-- Start of Available records --

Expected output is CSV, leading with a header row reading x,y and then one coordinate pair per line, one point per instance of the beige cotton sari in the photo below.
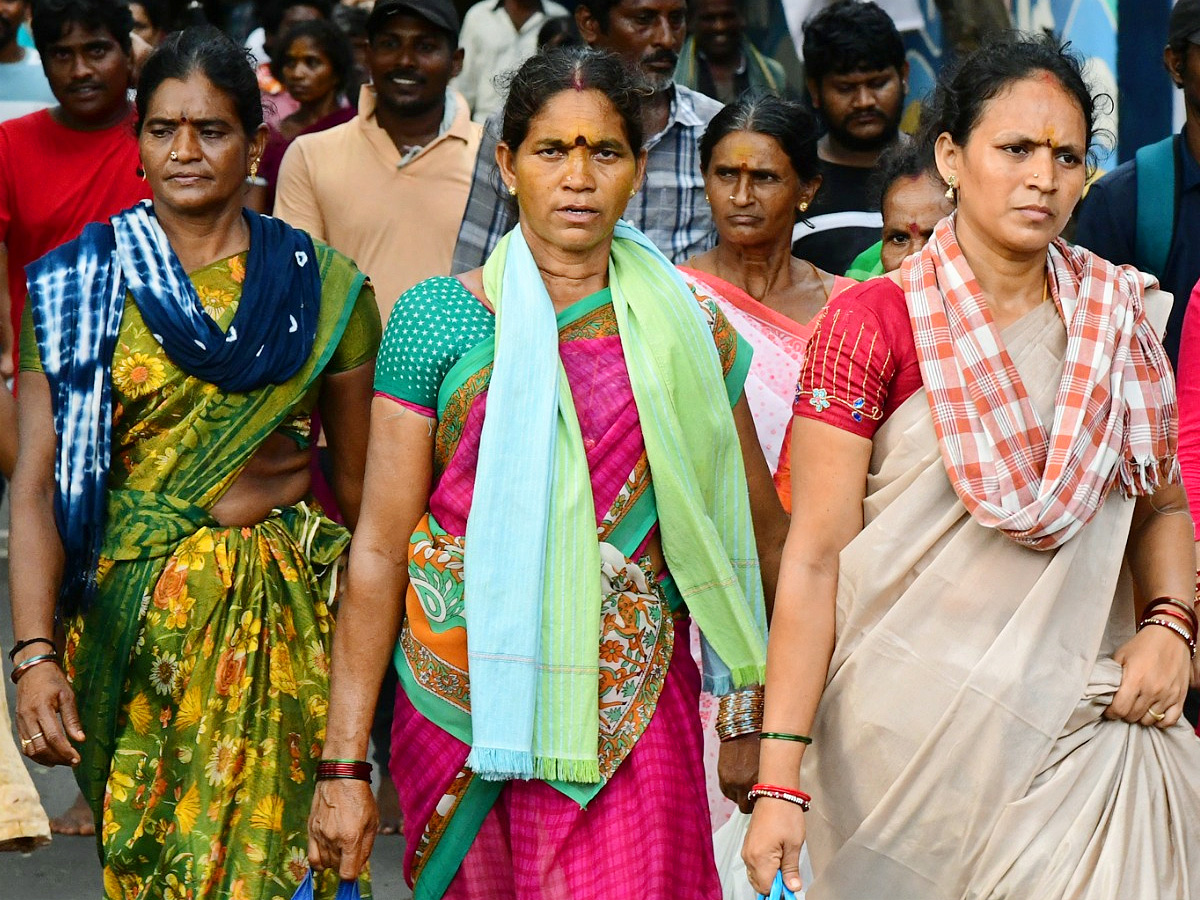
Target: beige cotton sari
x,y
23,823
960,749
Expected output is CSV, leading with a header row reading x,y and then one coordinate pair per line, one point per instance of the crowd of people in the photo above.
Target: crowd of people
x,y
345,355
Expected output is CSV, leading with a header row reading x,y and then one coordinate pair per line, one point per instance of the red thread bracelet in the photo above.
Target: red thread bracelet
x,y
331,769
777,792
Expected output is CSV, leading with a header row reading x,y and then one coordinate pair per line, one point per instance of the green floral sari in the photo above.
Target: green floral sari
x,y
202,669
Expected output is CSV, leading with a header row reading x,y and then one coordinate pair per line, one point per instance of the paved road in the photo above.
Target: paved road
x,y
69,869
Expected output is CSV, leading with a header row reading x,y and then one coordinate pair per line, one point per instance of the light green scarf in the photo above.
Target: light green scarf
x,y
703,509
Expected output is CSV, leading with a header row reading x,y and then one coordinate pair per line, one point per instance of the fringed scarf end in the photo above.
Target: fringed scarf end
x,y
748,675
495,765
580,772
1144,477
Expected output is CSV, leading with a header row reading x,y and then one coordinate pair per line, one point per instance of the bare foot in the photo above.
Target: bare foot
x,y
389,805
77,820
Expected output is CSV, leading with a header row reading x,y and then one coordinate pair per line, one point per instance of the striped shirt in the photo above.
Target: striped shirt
x,y
670,209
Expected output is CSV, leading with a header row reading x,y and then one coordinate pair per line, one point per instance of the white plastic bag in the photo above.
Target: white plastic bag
x,y
727,849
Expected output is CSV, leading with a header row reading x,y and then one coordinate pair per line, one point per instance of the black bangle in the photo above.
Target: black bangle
x,y
22,645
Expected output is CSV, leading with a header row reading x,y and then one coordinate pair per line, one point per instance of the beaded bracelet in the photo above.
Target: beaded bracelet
x,y
780,793
785,736
1168,624
1174,604
19,671
739,713
333,769
22,645
1174,613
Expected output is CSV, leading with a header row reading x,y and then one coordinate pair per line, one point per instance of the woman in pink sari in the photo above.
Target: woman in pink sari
x,y
760,162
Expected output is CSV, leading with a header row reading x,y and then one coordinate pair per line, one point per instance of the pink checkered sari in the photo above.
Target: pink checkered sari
x,y
1115,414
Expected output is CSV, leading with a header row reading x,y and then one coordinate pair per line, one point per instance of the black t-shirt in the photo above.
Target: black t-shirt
x,y
843,221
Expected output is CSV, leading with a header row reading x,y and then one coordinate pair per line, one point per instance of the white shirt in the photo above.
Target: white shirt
x,y
492,46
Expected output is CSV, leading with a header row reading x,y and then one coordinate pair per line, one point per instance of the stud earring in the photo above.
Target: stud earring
x,y
952,192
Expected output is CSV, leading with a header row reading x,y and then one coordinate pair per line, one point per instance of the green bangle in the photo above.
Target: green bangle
x,y
784,736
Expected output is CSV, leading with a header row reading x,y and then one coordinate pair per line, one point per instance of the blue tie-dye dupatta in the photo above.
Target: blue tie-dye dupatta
x,y
77,298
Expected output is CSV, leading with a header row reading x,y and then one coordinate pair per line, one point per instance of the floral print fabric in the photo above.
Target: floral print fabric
x,y
202,670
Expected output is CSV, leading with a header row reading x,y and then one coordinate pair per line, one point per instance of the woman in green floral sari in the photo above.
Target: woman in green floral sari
x,y
172,360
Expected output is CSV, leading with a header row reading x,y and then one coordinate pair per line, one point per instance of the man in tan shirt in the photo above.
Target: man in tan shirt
x,y
389,187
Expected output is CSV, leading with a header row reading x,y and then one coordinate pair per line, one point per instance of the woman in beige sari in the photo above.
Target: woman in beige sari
x,y
989,483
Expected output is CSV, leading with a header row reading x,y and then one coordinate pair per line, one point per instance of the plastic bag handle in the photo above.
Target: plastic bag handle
x,y
778,889
346,889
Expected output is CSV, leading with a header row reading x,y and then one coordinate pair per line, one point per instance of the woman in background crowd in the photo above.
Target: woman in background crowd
x,y
760,162
319,73
984,453
172,360
912,199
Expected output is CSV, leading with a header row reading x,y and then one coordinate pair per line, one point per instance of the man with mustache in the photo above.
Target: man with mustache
x,y
77,162
66,167
647,35
857,78
406,157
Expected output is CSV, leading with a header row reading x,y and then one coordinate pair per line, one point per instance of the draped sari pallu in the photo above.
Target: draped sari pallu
x,y
640,678
779,345
202,666
973,675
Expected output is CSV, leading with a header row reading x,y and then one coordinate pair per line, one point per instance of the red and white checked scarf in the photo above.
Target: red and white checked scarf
x,y
1115,414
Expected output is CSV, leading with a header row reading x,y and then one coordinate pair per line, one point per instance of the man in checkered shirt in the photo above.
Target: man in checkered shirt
x,y
671,208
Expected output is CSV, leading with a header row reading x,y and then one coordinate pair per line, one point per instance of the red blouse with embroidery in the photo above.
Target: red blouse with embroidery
x,y
862,360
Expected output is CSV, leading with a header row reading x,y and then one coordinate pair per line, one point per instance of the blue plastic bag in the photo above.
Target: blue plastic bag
x,y
778,889
346,889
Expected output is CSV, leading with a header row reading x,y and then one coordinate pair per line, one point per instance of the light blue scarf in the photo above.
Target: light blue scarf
x,y
532,563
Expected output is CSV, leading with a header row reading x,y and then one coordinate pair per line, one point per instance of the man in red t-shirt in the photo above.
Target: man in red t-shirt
x,y
65,167
77,162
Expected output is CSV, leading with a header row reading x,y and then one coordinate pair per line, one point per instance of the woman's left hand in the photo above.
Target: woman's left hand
x,y
737,768
1155,681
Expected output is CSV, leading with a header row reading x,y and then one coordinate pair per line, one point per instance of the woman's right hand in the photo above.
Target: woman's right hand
x,y
47,717
773,844
342,827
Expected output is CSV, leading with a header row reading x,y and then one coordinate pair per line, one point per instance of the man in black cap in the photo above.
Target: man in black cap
x,y
1146,213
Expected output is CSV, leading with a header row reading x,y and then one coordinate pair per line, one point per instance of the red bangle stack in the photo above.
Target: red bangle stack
x,y
330,769
781,793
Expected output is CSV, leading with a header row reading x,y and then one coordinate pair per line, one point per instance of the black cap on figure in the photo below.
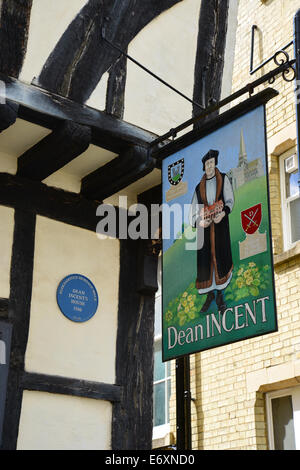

-- End of Available records --

Task to complete: Write out all of the items again, switching "header row" to "title line" wherever it occurs and leaving everything else unchanged. Omit the pictures from your answer.

Reply to the exercise:
Expected output is CSV, leading with a title line reading x,y and then one coordinate pair per line, one point per instance of the beige cotton sari in the photo below.
Target: beige cotton sari
x,y
23,823
960,749
Expected output is CSV, leading with a title line reading x,y and then one coordinate pair per line, one point per instance of the crowd of people in the photo above.
Target: crowd of people
x,y
345,355
Expected output is CSV, leading with a title line reading x,y and then one coordinate pair per line, one point per instance of the red thread bracelet in the photo above.
Target: red thread bracelet
x,y
331,769
777,792
Expected output is CSV, leading with a title line reading x,y and then one coordinate pair per line, one point per instance of the green floral sari in the photo above.
Target: green floral sari
x,y
202,669
Expected output is CSV, leading with a title line reading x,y and then one coordinate pair per line, one point per instance of the paved road in the photo above.
Target: paved road
x,y
69,869
Expected output is CSV, leading with a title line reading x,y and then one coordinate pair per line, one point per instance of the light green scarf in the photo above.
Target: light green scarf
x,y
703,509
Expected output is CSV, leading with a title line reading x,y and then one coordinate pair per line, one point per instance of the fringed scarf end in the photo above.
Target: fringed scarf end
x,y
748,675
495,765
580,772
1144,477
Expected output is CSV, leading with a title line reading x,y and then one coordinate pair per line, one point per instance of the bare foot in the photo above.
Target: bare foot
x,y
389,805
77,820
Expected output is CSV, leading with a title line reading x,y and then one coordinate pair per line, one point per instance of the striped shirt in the photo above.
Target: striped shirt
x,y
670,209
Expected output is CSV, leading with a title line reading x,y and then one coordinate pair per line, one point per instance of the white plastic bag in the photo above.
Target: white plastic bag
x,y
727,849
Expected output is CSV, leading with a title line reading x,y and then one coordinate pair per line, one point per instance of the black bangle in the photo above.
Target: black bangle
x,y
22,645
Expected output is CSV, leading with a title line reading x,y and then one coordinate pair per line, one point per instance of the beaded bracelet in the photo above.
Target: beaded bracelet
x,y
780,793
785,736
1168,624
1174,604
19,671
739,713
333,769
22,645
1174,613
Expected output is CSV, leading with a title line reading x,y and then one coordinate pair per line, one point per instance of the woman in pink sari in the photo above.
Target: woman in pink sari
x,y
760,162
Expected output is CSV, leading with a title line reading x,y and then one coordinate pair per line, one point per instance of the pink checkered sari in the photo above.
Target: pink checkered sari
x,y
1115,414
Expected output is CSV, leading with a title line reading x,y and then one coordinate pair per line, one point per instance of the black t-shirt in the photo above.
Target: black t-shirt
x,y
843,221
Expected output is CSV, leading with a title line reading x,y and then one coordinate pair per line, one point per instance of the white shirt in the photo above.
Target: white shirt
x,y
492,46
Expected output is CSV, leading with a title line reading x,y and then one coordinate pair per line, one point per instance of the stud earring in the photo above.
Target: stud earring
x,y
952,192
Expected output is CSV, leading with a title line reading x,y and then one coordinate pair per line, one point per instance of the green bangle in the photo above.
Target: green bangle
x,y
784,736
Expected output is CSV, leading with a title line reading x,y and then one coordinate pair per line, one point per instance of the blue tie-dye dupatta in the photo above.
Target: blue tie-dye dupatta
x,y
77,298
Expected output is CSV, leading with a title line reading x,y and then one coordinate pair per line, one point per instance of the floral print fabric in the photo above.
Target: floral print fabric
x,y
202,670
Expected output is CSV, leading with a title line reading x,y and then one coordinate pair per line, one point per instance of the woman in green floral sari in the photo above.
Target: woman in green floral sari
x,y
172,360
Expected output is CSV, leading with a title line reading x,y and then one coordinate pair per line, one point per instance of the man in tan shirt in the photo above.
Target: man in tan shirt
x,y
389,187
Expected output is CSV, leading with a title line reading x,y and then one coordinate pair per line, one point per instance of the woman in beige sari in the photo above.
Target: woman in beige sari
x,y
989,483
Expected output is CSV, leading with a title line reading x,y and then one coordinate pair per line, one point per instance of the plastic bag handle in the photo above.
Target: plastic bag handle
x,y
778,889
346,889
Expected output is CSV, leading with a title line reading x,y and then one coordinate pair per line, one point per instance of the woman in background crowd in the photo above.
Target: woman in background crowd
x,y
760,162
319,73
984,453
172,360
912,199
Expected output is CSV, leading with a title line reading x,y and then one coordinate pair per line, one point per instance of the man with mustache in the photo above.
Target: man with mustache
x,y
77,162
66,167
647,35
857,78
406,157
Expected output is CSV, leading with a title line reading x,y and then one coordinate pair per line, one point per instance of the draped sari pallu in the photo above.
Target: draped sari pallu
x,y
640,678
779,345
202,666
973,675
Expected output is CSV, leading with a title line reading x,y and then one coordinate pair per line, one point per instance of the red and white checked scarf in the photo above.
Target: red and white checked scarf
x,y
1115,414
Expected output is CSV, leading with a title line reading x,y and then one coordinate pair per line, one point per instance of the man in checkered shirt in the photo above.
Target: man in checkered shirt
x,y
671,208
Expected output is CSV, leading with a title line reading x,y and then one coordinate pair per line, one point per instance of the red blouse with embroidery in the photo above.
Target: red blouse with embroidery
x,y
862,360
Expected output is CSV, leading with a title line reading x,y and then one coordinate pair per line, one point per instance of the blue plastic bag in the photo above.
Target: blue plastic bag
x,y
778,889
346,889
Expected output is CSV, leading with a title line reading x,y and then one coordinate pair per line, one point per instance of the light blue scarf in the photo above.
Target: light blue scarf
x,y
532,563
Expected output is CSV, leading with a title line reading x,y and then one coordinate pair per line, one point per instance of the man in red t-shirt in the photo above.
Target: man in red t-shirt
x,y
65,167
77,162
Expected output is CSV, leading with a title line reading x,y and then one coordinate pair per line, one point per instance of the woman's left hand in the photo above.
Target: woman's left hand
x,y
737,768
1155,681
Expected output is CSV, leading with a title line reading x,y and then one coordinate pair per line, one point per instance of the woman's right hand in the photo above.
Target: woman's right hand
x,y
47,717
773,844
342,827
Expected output is CSV, leading with a title line reading x,y and then one coordinate pair per line, one point per instance of the man in black cap in the photo above.
Target: man in black cap
x,y
1146,213
Expected output is CSV, leading with a title line reading x,y and then one coordinate pair per line, one point per instance of the red bangle stack in the photo above.
Target: red bangle stack
x,y
330,769
781,793
Expected output is CSV, leading with a title line reading x,y and then one coordinate pair per line, one point per instance of the black cap on figure in the photo below.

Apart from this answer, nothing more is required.